> [Trecho do texto]:
>>>

A Irlanda, situada a oeste da Grã-Bretanha, é uma ilha relativamente extensa para os padrões europeus (84.200 km2, enquanto a Grã-Bretanha possui 244.200 km2). Seus antigos habitantes eram de etnia celta como os gauleses (habitantes da Gália – França atual), os bretões (habitantes da Britânia – atual Inglaterra), os galeses (habitantes do País de Gales) e os escoceses.
Cristianizados a partir do século V, os irlandeses jamais tiveram unidade política. Divididos em clãs rivais, chegaram no máximo a formar quatro reinos, independentes mas fracos. E, em 1171, a ilha começou a ser conquistada pelos reis da vizinha Inglaterra.
Em 1534, o rei Henrique VIII deu início à Reforma Anglicana,
que estabeleceu na Inglaterra e em Gales uma religião protestante
oficial. A maioria dos ingleses e galeses submeteu-se ao anglicanismo;
mas os irlandeses permaneceram inteiramente católicos, até mesmo
como forma de preservar sua identidade nacional perante os dominadores
ingleses.
Para fortalecer a presença inglesa na Irlanda, foi introduzido
naquela ilha o sistema de plantations – ou seja, a expropriação
de terras dos irlandeses e sua cessão a senhores ingleses, que
as transformavam em latifúndios cultivados extensivamente. Essa
política foi intensificada no reinado de Isabel I (ou Elizabeth
I, 1558-1603) e provocou as primeiras revoltas dos irlandeses, duramente
reprimidas por aquela rainha anglicana e absolutista.

<<<

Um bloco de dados
>>>

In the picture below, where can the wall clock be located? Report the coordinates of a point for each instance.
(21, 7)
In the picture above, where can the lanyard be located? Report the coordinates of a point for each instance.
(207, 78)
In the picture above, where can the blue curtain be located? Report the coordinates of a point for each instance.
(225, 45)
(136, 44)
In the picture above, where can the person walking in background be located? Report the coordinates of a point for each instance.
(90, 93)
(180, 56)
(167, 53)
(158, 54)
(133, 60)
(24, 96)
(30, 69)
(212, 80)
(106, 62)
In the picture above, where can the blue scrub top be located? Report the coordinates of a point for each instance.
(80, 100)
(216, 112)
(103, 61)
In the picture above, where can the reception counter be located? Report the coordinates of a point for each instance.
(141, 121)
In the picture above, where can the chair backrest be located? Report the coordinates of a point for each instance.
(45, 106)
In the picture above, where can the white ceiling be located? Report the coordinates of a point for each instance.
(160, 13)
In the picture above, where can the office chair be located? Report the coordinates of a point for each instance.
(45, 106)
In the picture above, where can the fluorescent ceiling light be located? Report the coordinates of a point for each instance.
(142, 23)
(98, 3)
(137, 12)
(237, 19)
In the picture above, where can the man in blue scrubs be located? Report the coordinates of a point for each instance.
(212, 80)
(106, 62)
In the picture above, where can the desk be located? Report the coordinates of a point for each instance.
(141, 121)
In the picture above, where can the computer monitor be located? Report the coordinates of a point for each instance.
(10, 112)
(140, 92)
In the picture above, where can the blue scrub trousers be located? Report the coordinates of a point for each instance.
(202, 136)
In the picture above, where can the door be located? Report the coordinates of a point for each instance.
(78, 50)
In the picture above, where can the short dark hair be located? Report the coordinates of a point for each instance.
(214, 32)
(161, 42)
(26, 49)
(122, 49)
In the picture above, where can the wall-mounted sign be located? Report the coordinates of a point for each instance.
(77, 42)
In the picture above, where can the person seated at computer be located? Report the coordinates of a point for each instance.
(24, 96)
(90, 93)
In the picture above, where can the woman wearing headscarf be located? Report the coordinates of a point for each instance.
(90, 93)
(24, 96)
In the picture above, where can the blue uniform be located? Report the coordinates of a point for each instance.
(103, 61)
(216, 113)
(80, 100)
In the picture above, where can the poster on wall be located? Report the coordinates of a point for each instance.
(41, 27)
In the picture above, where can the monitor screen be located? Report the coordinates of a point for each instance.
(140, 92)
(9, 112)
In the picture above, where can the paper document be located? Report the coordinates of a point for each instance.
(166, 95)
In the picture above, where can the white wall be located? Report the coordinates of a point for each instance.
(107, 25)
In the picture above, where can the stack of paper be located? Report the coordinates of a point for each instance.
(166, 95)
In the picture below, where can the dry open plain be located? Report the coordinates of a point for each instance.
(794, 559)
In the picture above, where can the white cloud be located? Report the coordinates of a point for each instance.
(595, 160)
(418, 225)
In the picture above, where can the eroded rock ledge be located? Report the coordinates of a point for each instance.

<<<

> [Requisitos do exercício]:
1 > Traduza para o inglês a frase "Cristianizados a partir do século V, os irlandeses jamais tiveram unidade política.", tirada do texto sobre a Irlanda.
2 > Transcreva do texto sobre a Irlanda o trecho entre "Para fortalecer a" e "anglicana e absolutista.", inclusive.

> [Exercício resolvido]:
1 > Christianized from the fifth century onward, the Irish never had political unity.

2 >
Para fortalecer a presença inglesa na Irlanda, foi introduzido
naquela ilha o sistema de plantations – ou seja, a expropriação
de terras dos irlandeses e sua cessão a senhores ingleses, que
as transformavam em latifúndios cultivados extensivamente. Essa
política foi intensificada no reinado de Isabel I (ou Elizabeth
I, 1558-1603) e provocou as primeiras revoltas dos irlandeses, duramente
reprimidas por aquela rainha anglicana e absolutista.